Material to process ▸
#####

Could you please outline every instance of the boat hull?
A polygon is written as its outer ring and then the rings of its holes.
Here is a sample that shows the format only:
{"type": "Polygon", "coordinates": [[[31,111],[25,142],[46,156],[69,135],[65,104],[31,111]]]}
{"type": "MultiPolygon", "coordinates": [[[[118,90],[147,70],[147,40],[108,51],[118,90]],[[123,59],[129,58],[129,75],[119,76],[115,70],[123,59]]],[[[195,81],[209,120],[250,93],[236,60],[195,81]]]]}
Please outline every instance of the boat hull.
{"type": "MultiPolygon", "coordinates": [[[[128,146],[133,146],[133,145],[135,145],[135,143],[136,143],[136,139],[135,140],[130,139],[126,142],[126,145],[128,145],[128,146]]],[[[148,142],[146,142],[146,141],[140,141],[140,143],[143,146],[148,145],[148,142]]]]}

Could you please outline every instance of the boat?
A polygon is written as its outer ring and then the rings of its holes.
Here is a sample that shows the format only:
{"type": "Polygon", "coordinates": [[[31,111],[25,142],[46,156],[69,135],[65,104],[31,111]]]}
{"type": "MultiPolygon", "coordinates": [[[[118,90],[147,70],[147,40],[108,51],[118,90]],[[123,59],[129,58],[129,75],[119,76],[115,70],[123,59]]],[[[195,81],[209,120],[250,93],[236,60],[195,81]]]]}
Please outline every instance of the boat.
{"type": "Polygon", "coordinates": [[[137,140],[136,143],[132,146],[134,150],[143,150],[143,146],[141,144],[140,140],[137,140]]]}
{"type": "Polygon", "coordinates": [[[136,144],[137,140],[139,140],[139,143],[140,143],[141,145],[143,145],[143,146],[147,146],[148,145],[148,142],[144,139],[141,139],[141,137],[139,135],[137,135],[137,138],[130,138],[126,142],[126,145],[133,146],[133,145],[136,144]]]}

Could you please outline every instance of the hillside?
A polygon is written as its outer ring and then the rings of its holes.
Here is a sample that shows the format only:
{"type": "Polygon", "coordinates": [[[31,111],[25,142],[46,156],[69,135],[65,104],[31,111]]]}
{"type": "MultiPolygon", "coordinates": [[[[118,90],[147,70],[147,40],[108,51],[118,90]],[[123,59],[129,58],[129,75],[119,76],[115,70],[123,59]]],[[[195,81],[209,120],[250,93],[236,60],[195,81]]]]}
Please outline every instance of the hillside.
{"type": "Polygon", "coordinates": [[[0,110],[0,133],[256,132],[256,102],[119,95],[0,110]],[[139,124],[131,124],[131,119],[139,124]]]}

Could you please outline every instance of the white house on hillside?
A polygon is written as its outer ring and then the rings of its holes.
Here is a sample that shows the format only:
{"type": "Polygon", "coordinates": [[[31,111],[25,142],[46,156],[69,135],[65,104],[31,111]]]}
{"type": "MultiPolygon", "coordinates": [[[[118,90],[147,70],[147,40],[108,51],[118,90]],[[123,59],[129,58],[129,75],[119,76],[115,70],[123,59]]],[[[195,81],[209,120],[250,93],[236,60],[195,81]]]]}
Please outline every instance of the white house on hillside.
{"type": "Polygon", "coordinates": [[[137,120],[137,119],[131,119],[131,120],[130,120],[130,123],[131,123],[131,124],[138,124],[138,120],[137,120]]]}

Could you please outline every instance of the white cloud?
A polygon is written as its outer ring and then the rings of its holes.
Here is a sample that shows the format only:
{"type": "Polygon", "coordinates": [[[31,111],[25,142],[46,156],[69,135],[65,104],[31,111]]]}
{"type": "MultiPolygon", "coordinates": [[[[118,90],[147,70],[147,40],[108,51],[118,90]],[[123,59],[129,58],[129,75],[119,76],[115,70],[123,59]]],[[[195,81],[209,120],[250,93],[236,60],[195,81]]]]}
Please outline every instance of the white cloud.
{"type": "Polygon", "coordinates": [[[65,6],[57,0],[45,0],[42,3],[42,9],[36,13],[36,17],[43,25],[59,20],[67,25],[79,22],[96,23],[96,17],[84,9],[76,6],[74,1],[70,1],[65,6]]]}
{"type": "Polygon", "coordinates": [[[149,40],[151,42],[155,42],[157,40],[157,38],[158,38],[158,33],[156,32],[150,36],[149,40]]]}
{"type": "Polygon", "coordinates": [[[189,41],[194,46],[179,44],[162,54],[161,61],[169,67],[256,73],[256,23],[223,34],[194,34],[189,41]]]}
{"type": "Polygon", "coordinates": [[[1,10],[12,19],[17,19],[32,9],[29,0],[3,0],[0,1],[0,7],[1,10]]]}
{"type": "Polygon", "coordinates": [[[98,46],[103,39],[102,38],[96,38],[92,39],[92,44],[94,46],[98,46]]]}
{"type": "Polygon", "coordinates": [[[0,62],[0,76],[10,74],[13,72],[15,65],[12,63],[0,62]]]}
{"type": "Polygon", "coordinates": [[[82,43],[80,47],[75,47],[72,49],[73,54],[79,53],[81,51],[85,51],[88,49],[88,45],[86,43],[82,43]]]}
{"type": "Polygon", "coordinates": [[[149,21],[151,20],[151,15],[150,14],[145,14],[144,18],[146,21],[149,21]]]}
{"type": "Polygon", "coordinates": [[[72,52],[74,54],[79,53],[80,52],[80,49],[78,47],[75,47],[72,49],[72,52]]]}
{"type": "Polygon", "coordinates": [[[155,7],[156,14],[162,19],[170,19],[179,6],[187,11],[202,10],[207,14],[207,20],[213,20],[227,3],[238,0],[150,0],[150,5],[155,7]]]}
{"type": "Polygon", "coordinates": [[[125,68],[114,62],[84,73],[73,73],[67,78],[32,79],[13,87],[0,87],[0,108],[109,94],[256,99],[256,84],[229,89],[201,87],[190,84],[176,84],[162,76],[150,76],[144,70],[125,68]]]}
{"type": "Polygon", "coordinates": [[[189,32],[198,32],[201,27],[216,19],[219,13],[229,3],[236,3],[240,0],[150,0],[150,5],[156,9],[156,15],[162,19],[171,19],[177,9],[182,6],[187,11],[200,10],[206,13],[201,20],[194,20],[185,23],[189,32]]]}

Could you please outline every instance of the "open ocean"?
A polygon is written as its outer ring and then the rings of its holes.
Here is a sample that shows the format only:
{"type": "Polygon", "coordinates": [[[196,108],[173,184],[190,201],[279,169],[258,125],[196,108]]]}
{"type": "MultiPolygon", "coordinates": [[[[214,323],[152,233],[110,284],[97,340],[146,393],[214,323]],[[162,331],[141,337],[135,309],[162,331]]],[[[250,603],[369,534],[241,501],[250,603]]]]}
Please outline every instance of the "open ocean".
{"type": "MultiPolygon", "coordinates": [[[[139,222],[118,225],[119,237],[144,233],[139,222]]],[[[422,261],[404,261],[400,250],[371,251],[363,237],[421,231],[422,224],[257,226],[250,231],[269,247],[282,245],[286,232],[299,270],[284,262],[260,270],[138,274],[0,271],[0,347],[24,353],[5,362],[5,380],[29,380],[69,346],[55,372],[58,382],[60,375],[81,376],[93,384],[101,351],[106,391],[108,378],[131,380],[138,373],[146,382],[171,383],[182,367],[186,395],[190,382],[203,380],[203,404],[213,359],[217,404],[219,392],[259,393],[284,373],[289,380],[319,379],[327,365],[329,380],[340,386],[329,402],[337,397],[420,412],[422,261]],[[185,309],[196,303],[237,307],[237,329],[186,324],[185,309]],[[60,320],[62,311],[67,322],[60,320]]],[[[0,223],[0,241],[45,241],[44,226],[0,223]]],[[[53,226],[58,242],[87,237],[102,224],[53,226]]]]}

#####

What you have to do ▸ Transcribe every entry verbatim.

Finished exercise ▸
Could you please outline every instance of the boat hull?
A polygon is written as its outer ring and then the rings of its holes.
Here is a sample that shows the format only:
{"type": "Polygon", "coordinates": [[[31,111],[25,142],[46,156],[69,135],[65,104],[31,111]]]}
{"type": "MultiPolygon", "coordinates": [[[[118,90],[147,70],[147,40],[108,51],[118,90]],[[123,59],[129,58],[129,75],[119,76],[115,70],[123,59]]],[[[195,81],[209,120],[250,93],[236,60],[195,81]]]]}
Please outline every instance of the boat hull.
{"type": "MultiPolygon", "coordinates": [[[[128,146],[133,146],[133,145],[135,145],[135,143],[136,143],[136,139],[135,140],[130,139],[126,142],[126,145],[128,145],[128,146]]],[[[148,142],[146,142],[146,141],[140,141],[140,143],[143,146],[148,145],[148,142]]]]}

Could you please outline every instance of the boat?
A polygon is written as its outer ring and then the rings of its holes.
Here is a sample that shows the format only:
{"type": "Polygon", "coordinates": [[[31,111],[25,142],[46,156],[69,135],[65,104],[31,111]]]}
{"type": "MultiPolygon", "coordinates": [[[[118,90],[147,70],[147,40],[108,51],[118,90]],[[123,59],[129,58],[129,75],[119,76],[115,70],[123,59]]],[[[195,81],[209,120],[250,93],[236,60],[195,81]]]]}
Please outline every instance of the boat.
{"type": "Polygon", "coordinates": [[[137,140],[136,143],[132,146],[134,150],[143,150],[143,146],[141,144],[140,140],[137,140]]]}
{"type": "Polygon", "coordinates": [[[136,144],[137,140],[139,140],[139,143],[140,143],[141,145],[143,145],[143,146],[147,146],[148,145],[148,142],[144,139],[141,139],[141,137],[139,135],[137,135],[137,138],[130,138],[126,142],[126,145],[133,146],[133,145],[136,144]]]}

Could you please outline every instance of the hillside?
A polygon is written as its outer ring and then the rings of its holes.
Here is a sample that shows the format only:
{"type": "Polygon", "coordinates": [[[31,111],[25,142],[46,156],[69,135],[65,104],[31,111]]]}
{"type": "MultiPolygon", "coordinates": [[[[118,90],[147,70],[147,40],[108,51],[118,90]],[[123,59],[129,58],[129,75],[119,76],[115,70],[123,59]]],[[[195,81],[209,120],[250,93],[236,60],[195,81]]]]}
Please outline every instance of the hillside.
{"type": "Polygon", "coordinates": [[[0,110],[0,133],[256,132],[256,102],[119,95],[0,110]],[[139,124],[131,124],[131,119],[139,124]]]}

Could you please outline every instance of the white house on hillside?
A polygon is written as its outer ring and then the rings of its holes.
Here is a sample that shows the format only:
{"type": "Polygon", "coordinates": [[[31,111],[25,142],[46,156],[69,135],[65,104],[31,111]]]}
{"type": "MultiPolygon", "coordinates": [[[[118,90],[147,70],[147,40],[108,51],[118,90]],[[123,59],[129,58],[129,75],[119,76],[115,70],[123,59]]],[[[195,81],[209,120],[250,93],[236,60],[195,81]]]]}
Please outline every instance of the white house on hillside.
{"type": "Polygon", "coordinates": [[[137,120],[137,119],[131,119],[131,120],[130,120],[130,123],[131,123],[131,124],[138,124],[138,120],[137,120]]]}

Could you please outline every instance of the white cloud?
A polygon is written as its outer ring and then the rings of its holes.
Here is a sample that shows the format only:
{"type": "Polygon", "coordinates": [[[31,111],[25,142],[46,156],[69,135],[65,104],[31,111]]]}
{"type": "MultiPolygon", "coordinates": [[[[118,90],[147,70],[147,40],[108,51],[118,90]],[[123,59],[129,58],[129,75],[119,76],[115,70],[123,59]]],[[[195,81],[209,120],[250,93],[236,60],[195,81]]]]}
Please outline every instance of the white cloud.
{"type": "Polygon", "coordinates": [[[65,6],[57,0],[45,0],[42,3],[42,9],[36,13],[36,17],[43,25],[59,20],[67,25],[79,22],[96,23],[96,17],[84,9],[76,6],[74,1],[70,1],[65,6]]]}
{"type": "Polygon", "coordinates": [[[149,40],[151,42],[155,42],[157,40],[157,38],[158,38],[158,33],[156,32],[150,36],[149,40]]]}
{"type": "Polygon", "coordinates": [[[189,41],[194,46],[179,44],[162,54],[161,61],[169,67],[256,73],[256,23],[223,34],[194,34],[189,41]]]}
{"type": "Polygon", "coordinates": [[[1,10],[12,19],[17,19],[32,9],[29,0],[3,0],[0,1],[0,7],[1,10]]]}
{"type": "Polygon", "coordinates": [[[98,46],[103,39],[102,38],[96,38],[92,39],[92,44],[94,46],[98,46]]]}
{"type": "Polygon", "coordinates": [[[0,62],[0,76],[10,74],[13,72],[15,65],[12,63],[0,62]]]}
{"type": "Polygon", "coordinates": [[[82,43],[80,47],[75,47],[72,49],[73,54],[79,53],[81,51],[85,51],[88,49],[88,45],[86,43],[82,43]]]}
{"type": "Polygon", "coordinates": [[[149,21],[151,20],[151,15],[150,14],[145,14],[144,18],[146,21],[149,21]]]}
{"type": "Polygon", "coordinates": [[[72,52],[74,54],[79,53],[80,52],[80,49],[78,47],[75,47],[72,49],[72,52]]]}
{"type": "Polygon", "coordinates": [[[155,7],[156,14],[162,19],[170,19],[179,6],[187,11],[202,10],[207,14],[207,20],[213,20],[227,3],[238,0],[150,0],[150,5],[155,7]]]}
{"type": "Polygon", "coordinates": [[[125,68],[114,62],[84,73],[73,73],[67,78],[32,79],[13,87],[0,87],[0,108],[109,94],[256,99],[256,84],[229,89],[201,87],[190,84],[176,84],[162,76],[150,76],[144,70],[125,68]]]}
{"type": "Polygon", "coordinates": [[[189,32],[198,32],[201,27],[216,19],[219,13],[229,3],[236,3],[240,0],[150,0],[150,5],[156,9],[156,15],[162,19],[171,19],[177,9],[182,6],[187,11],[200,10],[206,13],[201,20],[194,20],[185,23],[189,32]]]}

Could you please outline every instance of the "open ocean"?
A polygon is written as its outer ring and then the rings of its holes.
Here is a sample that shows the format only:
{"type": "Polygon", "coordinates": [[[196,108],[173,184],[190,201],[279,169],[258,125],[196,108]]]}
{"type": "MultiPolygon", "coordinates": [[[[214,323],[152,233],[110,284],[97,340],[146,393],[214,323]],[[162,331],[141,337],[135,309],[162,331]]],[[[250,603],[369,534],[241,501],[250,603]]]]}
Please outline every instance of the "open ocean".
{"type": "MultiPolygon", "coordinates": [[[[139,222],[118,225],[119,237],[144,233],[139,222]]],[[[422,261],[404,261],[400,250],[371,251],[363,237],[421,231],[422,224],[257,226],[250,231],[269,247],[282,245],[286,232],[299,270],[284,262],[260,270],[138,274],[0,271],[0,347],[24,353],[5,362],[5,380],[29,380],[69,346],[55,372],[58,382],[60,375],[81,376],[93,384],[101,351],[106,391],[108,378],[131,380],[138,373],[146,382],[171,383],[182,367],[186,395],[190,382],[203,380],[203,404],[213,359],[217,404],[219,392],[259,393],[284,373],[289,380],[319,379],[327,365],[329,380],[340,386],[329,402],[337,397],[420,412],[422,261]],[[185,309],[196,303],[237,307],[237,329],[186,324],[185,309]],[[60,320],[62,311],[67,322],[60,320]]],[[[0,223],[0,241],[45,241],[44,226],[0,223]]],[[[53,226],[58,242],[87,237],[102,224],[53,226]]]]}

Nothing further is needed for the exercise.